Point-per-instance localization data:
........

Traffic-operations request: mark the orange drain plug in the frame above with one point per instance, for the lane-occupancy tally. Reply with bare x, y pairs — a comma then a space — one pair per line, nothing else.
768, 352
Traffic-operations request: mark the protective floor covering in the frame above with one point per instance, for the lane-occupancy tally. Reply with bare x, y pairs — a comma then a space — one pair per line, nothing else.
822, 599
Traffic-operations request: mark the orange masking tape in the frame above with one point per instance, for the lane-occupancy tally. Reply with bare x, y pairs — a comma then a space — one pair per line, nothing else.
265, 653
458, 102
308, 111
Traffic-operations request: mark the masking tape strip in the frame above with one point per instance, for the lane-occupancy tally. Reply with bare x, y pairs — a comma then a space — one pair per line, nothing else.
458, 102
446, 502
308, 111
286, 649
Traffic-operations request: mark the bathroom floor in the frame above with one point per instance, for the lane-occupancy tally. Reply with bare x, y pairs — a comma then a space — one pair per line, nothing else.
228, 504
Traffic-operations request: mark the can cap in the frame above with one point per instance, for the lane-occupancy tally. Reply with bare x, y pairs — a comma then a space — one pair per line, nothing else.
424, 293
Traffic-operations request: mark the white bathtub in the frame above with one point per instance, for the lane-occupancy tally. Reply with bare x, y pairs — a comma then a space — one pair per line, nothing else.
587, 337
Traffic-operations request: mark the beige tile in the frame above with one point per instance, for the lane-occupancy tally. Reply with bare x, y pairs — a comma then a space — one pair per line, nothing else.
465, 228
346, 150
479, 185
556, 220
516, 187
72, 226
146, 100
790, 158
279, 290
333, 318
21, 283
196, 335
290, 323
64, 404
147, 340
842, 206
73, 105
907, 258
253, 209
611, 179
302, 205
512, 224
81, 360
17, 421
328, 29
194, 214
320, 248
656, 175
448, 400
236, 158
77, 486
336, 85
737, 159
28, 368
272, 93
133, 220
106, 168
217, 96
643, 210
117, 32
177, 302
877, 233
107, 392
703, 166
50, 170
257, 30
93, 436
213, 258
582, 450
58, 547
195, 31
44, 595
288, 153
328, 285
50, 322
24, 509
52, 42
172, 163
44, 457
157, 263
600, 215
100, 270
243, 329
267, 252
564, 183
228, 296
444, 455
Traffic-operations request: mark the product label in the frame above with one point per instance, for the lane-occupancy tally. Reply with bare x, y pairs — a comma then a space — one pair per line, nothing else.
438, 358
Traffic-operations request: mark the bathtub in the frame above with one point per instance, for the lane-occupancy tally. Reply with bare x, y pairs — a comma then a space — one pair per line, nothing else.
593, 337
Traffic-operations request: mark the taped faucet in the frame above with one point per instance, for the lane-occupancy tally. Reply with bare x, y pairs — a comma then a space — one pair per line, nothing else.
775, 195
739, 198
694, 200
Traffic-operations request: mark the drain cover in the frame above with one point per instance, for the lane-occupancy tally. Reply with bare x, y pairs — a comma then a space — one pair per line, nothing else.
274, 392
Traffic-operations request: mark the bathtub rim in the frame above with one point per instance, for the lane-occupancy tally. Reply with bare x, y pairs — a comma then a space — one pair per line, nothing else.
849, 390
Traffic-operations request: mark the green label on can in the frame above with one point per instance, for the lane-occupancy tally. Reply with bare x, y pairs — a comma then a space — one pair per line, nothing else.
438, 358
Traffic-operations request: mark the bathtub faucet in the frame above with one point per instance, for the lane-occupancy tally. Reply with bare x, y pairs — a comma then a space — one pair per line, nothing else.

........

● **Problem description**: An exact copy of the lines from the one with "Traffic-operations request: mark the green" through the final line of the entries is the whole answer.

● **Written response**:
Traffic-operations request: mark the green label on can in the frame above with one point per instance, for the lane-occupancy tally. Reply with bare x, y pairs — a comma then a space — one pair per line, nothing else.
438, 358
Traffic-operations request: mark the bathtub faucet in the frame above with one point per instance, for the lane-occupancy tally. Reply with bare x, y pairs — a comma then a space — one pair per line, nothing else.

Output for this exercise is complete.